Some days it’s hard not to give up on people. Not just some
people, all of humanity really. It’s hard when my kiddos die of diseases and
traumatic accidents and the like, but when the malicious, intentionally evil
things seem to keep ruling this place, sometimes you just want to curl up in a
ball and ugly-cry your face off. I know, I’ve done it. When yet another gunshot
victim, or head-bashed-in-with-a-rock victim, or repeated-stabbing-with-broken-bottles
victim comes in.
For me it’s yet another hydrocephalus baby abandoned at the
hospital, or even worse, the days-old, spina bifida baby that was brought to us
after being found in a dumpster. In the trash. The baby was thrown in the
trash. She was thrown away. She’s doing okay now- cleaned up, eating, getting
antibiotics and wound care for the lesions covering her body. But thinking
about the evil this baby has endured thus far in her little life, it seems too
crushing, like an elephant on my chest. Like I said, it’s hard not to give up
on people. We’re so ugly and hurtful and hateful, bent and broken and stained
by sin, capable of such unspeakable evil.
This is when I really cannot wrap my mind around God’s love.
Because sometimes I think He should just squish us. We deserve it. We deserve
to be squished. All of us. Especially by Him. Because really even those of us
that look okay on the outside, with the manicured lawn and washed windows, on
the inside we’re stained too. The selfishness and hatred that lurks in my heart
is as dark as baby-trashing. That’s what is really crushing. And He sees it
all, even the stains in me that I don’t even know about. He knows them. He sees
yours too. We’re all baby-trashers.
“When the time was right, the Anointed One died for all of
us who were far from God, powerless, and weak. Now it is rare to find someone
willing to die for an upright person, although it’s possible that someone may
give up his life for one who is truly good. But think about this: while we were wasting our lives in sin, God
revealed His powerful love to us in a
tangible display—the Anointed One died for us. As a result, the blood of
Jesus has made us right with God now, and certainly we will be rescued by Him
from God’s wrath in the future. If we
were in the heat of combat with God when His Son reconciled us by laying down
His life, then how much more will we be saved by Jesus’ resurrection life? In fact, we stand now reconciled and at peace with God. That’s why we
celebrate in God through our Lord Jesus, the Anointed.” Romans 6:6-11
What the what?! Seriously? I have heard the Gospel since I was
knee-high to a grasshopper (obviously an expression; I was knee-high to a
Harlem Globetrotter by the time I could stand), but it knocks me on my face
over and over again. How God could possibly look down on all this mess and not
squish us- to still want us and love us and die for us, enduring all of our darkness, so that our stains might
be washed clean. To call us not Despised or Evil, but Beloved. It amazes me
sometimes the work that God has done in me, to have taken my capacity to love
others from thimble-sized to teacup-sized, a work He continues every day
despite my failing. But His Love? His Never Stopping, Never Giving Up,
Unbreakable, Always and Forever Love? I think the song “The Love of God”
describes it my favorite way:
Could we with ink the ocean fill,
And were the skies of parchment made,
Were every stalk on earth a quill,
And every man a scribe by trade;
To write the love of God above
Would drain the ocean dry;
Nor could the scroll contain the whole,
Though stretched from sky to sky
So I guess I’m not going to give up on humanity today. I’m
going to dry my eyes and thank my God and keep loving those despicable people.
How could I not? He didn’t give up on me.

▶ **Stored data entries**
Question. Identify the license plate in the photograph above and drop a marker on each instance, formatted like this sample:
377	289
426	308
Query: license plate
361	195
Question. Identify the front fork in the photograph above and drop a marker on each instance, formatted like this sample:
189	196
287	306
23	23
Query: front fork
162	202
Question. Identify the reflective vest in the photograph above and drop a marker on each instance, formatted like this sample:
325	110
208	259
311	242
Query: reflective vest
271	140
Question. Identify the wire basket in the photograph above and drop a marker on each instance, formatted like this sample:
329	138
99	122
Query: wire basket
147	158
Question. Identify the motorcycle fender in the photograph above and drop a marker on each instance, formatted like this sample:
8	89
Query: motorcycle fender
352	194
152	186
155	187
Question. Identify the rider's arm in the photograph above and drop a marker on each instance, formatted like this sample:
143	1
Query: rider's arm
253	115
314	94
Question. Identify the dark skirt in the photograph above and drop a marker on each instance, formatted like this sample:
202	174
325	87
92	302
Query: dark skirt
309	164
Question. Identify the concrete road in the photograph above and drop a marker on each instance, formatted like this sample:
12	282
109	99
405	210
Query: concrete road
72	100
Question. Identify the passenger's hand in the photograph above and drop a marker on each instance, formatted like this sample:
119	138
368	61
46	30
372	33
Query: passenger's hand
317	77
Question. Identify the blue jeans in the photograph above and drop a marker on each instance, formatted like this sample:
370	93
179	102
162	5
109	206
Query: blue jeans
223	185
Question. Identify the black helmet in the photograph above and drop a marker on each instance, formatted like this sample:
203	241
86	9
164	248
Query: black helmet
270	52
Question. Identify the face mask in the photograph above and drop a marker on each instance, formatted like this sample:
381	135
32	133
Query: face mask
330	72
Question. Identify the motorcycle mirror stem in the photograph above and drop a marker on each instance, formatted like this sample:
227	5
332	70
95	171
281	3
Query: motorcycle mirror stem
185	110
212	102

▶ **Aim of the exercise**
According to the reflection on giving up on people, where had the days-old baby with spina bifida been found before being brought to the hospital?

▶ **Result of this exercise**
In a dumpster.